▶ **The task**: Rewrite the rows from the line with "Localize blurred green" to the line with "0, 526, 344, 714", both included, keeping the requests, and increase every pixel coordinate in the answers by 121.

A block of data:
━━━━━━━━━━━━━━━━━━━━
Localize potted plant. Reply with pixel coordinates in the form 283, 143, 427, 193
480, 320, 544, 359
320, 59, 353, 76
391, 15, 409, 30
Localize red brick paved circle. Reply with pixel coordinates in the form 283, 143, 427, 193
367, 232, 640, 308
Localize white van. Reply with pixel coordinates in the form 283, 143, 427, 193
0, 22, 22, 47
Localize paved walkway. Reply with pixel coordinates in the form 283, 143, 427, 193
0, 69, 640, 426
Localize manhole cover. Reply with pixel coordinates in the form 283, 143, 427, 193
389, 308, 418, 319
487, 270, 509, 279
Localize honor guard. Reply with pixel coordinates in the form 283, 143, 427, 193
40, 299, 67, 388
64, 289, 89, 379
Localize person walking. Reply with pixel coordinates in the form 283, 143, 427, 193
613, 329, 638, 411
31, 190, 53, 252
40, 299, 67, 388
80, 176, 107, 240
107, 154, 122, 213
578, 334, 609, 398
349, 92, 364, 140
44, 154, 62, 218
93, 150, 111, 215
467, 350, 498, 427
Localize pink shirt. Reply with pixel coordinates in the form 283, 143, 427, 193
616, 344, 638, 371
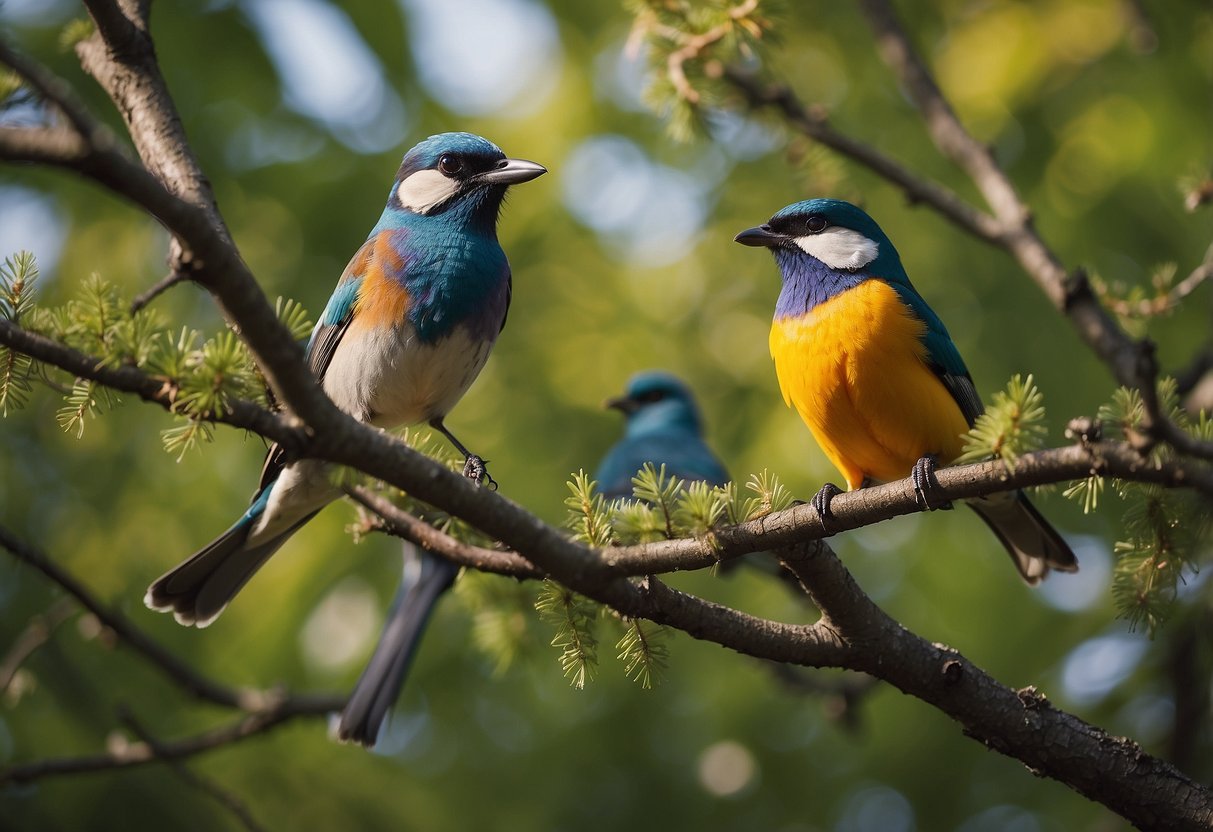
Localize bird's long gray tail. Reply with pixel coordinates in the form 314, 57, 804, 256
337, 542, 459, 746
966, 491, 1078, 586
143, 509, 315, 627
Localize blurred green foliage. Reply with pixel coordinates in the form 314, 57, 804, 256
0, 0, 1213, 832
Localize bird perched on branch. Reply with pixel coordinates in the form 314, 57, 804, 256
735, 199, 1078, 585
594, 370, 729, 497
144, 133, 546, 627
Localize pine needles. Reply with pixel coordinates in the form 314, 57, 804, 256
535, 463, 792, 689
1065, 378, 1213, 636
0, 251, 312, 461
957, 374, 1048, 472
0, 251, 38, 417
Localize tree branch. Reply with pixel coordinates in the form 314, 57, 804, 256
0, 697, 332, 783
123, 713, 266, 832
0, 320, 306, 450
0, 526, 344, 714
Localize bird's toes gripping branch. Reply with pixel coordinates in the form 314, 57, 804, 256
809, 483, 842, 531
463, 454, 497, 491
910, 454, 952, 512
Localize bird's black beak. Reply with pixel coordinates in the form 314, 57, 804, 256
603, 395, 639, 416
733, 226, 787, 249
475, 159, 547, 184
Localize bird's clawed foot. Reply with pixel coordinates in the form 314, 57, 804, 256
463, 454, 497, 491
809, 483, 842, 531
910, 454, 952, 512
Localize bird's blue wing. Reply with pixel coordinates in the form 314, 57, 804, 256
890, 279, 985, 426
254, 238, 375, 492
307, 244, 375, 381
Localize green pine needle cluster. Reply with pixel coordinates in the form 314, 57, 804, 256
535, 580, 599, 690
535, 463, 792, 688
1065, 378, 1213, 636
0, 251, 38, 416
455, 569, 536, 676
564, 471, 615, 546
615, 619, 670, 690
1090, 263, 1179, 337
626, 0, 773, 141
0, 252, 312, 460
957, 374, 1048, 471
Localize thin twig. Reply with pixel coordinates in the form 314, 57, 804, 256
0, 598, 76, 694
123, 711, 266, 832
0, 699, 332, 783
131, 272, 189, 315
1104, 246, 1213, 318
0, 526, 344, 712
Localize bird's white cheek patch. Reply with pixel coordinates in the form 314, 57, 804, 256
395, 170, 459, 213
795, 227, 881, 269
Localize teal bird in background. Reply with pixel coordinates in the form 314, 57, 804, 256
594, 370, 729, 498
735, 199, 1078, 583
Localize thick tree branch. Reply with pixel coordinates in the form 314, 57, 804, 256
724, 67, 1002, 244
━━━━━━━━━━━━━━━━━━━━
▶ **Solution for this task**:
Localize blurred green foliage. Reply with pixel coordinates in the form 314, 57, 804, 256
121, 121, 1334, 953
Localize bird perched on branch. Reply with pixel coordinates in the form 314, 57, 804, 256
856, 320, 1199, 706
715, 491, 850, 618
265, 254, 667, 748
Localize pine needles. Reply with pixel coordinates in the form 314, 57, 804, 256
656, 584, 913, 810
1186, 499, 1334, 757
121, 372, 433, 582
1078, 495, 1169, 593
121, 372, 159, 538
Localize tree branch. Reply with pixel coordinates in the form 314, 57, 804, 256
121, 818, 453, 904
244, 834, 387, 953
121, 441, 427, 571
121, 647, 465, 835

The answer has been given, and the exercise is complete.